* Source text:

Why does this matter? Well, single-threaded performance for CPUs - that is, how much and how fast a CPU can do a workload on a single thread - has been beginning to plateau for a while now. While efficiency improvements are obviously continuous, ultimately, there's only so much computation you can push through in a timeframe. Which is why, of course, CPUs started adding multiple cores, hyperthreading, etc. So workloads can be divvy'd up across cores and threads, allowing multiple workloads to happen at once.

Game engines have been slow to multithread, simply because multitheading isn't easy even in simpler programs, what with the need to make sure you don't try and read or write to the same memory at the same time with different threads or corruption/crashing happens. And in something as intertwined as a game engine, it's many times more challenging.

That said, ultimately, even game engines need to suck it up and properly utilize all that CPU power that's just sitting there begging to be used. Over the past few years most major engines have shifted over to it, but Torque's been lagging behind on it, partially because none of us on core development were especially familiar with it. We've had brushes, but hadn't familiarized ourselves with the how-to-do enough to really rework the engine to make it happen.

The good news is, that's changing now.

We ended up getting into contact with the Life Is Feudal guys and they had been working on their own branch since before the engine went MIT, but offered to pass along a good chunk of the work they'd done for us to use and integrate where possible. They've *seriously* worked hard, and what they've passed along so far has been a treasure trove, so make sure to send them some thanks and maybe check out their game.

* Instructions for the task: Return, word for word, the stretch of the Torque multithreading text from "The good news" through "out their game.".

* Supplied data:
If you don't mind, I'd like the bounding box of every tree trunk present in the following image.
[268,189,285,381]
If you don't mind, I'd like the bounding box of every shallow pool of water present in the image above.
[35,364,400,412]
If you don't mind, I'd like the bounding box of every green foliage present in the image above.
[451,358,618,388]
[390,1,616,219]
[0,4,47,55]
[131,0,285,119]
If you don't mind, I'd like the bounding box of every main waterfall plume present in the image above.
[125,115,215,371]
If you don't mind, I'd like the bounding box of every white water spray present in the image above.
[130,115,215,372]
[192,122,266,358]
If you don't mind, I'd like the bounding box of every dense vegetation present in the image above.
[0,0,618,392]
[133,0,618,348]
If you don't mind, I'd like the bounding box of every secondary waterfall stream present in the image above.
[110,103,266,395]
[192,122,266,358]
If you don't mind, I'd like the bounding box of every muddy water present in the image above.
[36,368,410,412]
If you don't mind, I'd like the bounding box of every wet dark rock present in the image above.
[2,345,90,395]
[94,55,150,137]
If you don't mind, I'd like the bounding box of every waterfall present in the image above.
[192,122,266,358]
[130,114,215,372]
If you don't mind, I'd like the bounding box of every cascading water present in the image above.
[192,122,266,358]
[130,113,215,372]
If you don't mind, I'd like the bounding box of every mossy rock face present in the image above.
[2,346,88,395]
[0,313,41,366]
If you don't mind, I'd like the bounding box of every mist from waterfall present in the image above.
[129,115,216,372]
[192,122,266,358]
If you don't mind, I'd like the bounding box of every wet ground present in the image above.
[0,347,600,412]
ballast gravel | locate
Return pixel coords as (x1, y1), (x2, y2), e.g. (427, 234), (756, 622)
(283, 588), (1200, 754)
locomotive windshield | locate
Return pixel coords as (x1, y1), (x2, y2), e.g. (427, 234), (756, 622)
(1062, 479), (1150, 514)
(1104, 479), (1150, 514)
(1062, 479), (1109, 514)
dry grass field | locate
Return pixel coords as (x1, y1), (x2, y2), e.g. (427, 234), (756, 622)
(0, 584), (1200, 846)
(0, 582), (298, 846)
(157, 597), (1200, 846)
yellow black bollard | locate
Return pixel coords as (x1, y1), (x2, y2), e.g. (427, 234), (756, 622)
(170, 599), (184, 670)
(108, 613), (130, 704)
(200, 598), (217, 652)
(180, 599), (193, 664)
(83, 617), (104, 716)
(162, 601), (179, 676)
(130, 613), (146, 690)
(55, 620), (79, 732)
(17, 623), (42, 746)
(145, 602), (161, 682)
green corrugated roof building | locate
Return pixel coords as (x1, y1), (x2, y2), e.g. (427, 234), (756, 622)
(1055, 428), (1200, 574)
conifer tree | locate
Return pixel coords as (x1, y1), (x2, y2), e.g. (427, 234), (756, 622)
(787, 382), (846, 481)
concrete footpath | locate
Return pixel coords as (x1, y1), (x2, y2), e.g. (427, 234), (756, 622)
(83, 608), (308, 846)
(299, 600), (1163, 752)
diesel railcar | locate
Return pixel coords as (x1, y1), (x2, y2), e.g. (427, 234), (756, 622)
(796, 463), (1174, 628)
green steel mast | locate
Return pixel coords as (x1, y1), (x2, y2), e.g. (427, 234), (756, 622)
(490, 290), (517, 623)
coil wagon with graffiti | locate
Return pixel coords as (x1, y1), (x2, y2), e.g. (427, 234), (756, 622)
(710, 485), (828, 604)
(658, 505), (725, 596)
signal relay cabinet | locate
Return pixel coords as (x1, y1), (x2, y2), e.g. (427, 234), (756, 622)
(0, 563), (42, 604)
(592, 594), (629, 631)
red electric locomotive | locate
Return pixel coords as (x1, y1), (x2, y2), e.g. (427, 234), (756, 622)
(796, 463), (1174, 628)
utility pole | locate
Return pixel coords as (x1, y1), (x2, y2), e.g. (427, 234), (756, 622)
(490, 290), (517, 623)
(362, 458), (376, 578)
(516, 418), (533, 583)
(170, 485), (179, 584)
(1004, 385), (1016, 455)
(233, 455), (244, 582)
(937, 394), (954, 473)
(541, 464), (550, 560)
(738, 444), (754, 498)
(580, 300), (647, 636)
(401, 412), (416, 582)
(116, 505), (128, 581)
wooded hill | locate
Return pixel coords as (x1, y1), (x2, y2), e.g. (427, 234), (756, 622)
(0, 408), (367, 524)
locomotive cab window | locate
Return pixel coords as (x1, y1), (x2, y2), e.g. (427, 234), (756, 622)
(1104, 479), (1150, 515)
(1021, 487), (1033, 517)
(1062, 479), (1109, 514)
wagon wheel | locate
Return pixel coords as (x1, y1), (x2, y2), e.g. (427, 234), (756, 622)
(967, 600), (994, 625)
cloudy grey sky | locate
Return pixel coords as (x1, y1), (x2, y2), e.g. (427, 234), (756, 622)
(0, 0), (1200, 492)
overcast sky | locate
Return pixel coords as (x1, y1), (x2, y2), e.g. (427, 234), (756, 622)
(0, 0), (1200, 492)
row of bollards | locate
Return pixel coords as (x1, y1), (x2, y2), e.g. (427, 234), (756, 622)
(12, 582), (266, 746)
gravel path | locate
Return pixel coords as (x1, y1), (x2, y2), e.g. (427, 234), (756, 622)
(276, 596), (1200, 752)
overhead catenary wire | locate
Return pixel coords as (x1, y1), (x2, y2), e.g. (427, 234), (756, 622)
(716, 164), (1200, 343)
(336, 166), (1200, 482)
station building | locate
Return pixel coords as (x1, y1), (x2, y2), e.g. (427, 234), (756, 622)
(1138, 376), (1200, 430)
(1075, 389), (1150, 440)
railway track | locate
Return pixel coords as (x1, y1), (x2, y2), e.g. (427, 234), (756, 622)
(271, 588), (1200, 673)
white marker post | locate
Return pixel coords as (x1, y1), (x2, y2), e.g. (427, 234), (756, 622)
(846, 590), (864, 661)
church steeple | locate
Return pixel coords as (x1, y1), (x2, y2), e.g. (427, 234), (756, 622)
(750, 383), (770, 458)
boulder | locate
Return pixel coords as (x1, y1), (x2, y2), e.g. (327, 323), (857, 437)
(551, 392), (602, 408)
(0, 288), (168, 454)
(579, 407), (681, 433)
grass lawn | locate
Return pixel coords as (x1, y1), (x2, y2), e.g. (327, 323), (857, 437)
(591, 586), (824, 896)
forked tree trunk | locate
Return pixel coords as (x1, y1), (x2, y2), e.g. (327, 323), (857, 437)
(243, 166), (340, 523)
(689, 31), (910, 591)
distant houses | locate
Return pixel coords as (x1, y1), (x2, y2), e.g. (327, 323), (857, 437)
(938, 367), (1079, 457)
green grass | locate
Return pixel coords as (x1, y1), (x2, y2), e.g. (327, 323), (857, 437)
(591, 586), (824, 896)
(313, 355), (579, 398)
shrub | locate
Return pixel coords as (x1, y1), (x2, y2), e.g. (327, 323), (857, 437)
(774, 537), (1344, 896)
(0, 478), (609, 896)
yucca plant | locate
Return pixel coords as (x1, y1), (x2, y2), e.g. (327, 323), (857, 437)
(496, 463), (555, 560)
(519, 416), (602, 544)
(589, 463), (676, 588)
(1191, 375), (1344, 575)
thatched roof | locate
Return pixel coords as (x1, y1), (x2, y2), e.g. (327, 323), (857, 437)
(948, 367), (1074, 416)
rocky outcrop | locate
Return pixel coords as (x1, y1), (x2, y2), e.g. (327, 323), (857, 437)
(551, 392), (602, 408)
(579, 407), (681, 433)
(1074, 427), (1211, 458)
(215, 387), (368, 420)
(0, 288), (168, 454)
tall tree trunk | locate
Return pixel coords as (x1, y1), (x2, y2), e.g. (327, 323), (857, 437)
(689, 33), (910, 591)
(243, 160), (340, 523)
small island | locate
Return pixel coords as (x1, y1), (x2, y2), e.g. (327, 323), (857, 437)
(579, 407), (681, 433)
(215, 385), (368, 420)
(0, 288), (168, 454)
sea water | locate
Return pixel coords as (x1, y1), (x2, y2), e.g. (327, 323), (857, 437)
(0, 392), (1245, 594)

* Written response:
The good news is, that's changing now.

We ended up getting into contact with the Life Is Feudal guys and they had been working on their own branch since before the engine went MIT, but offered to pass along a good chunk of the work they'd done for us to use and integrate where possible. They've *seriously* worked hard, and what they've passed along so far has been a treasure trove, so make sure to send them some thanks and maybe check out their game.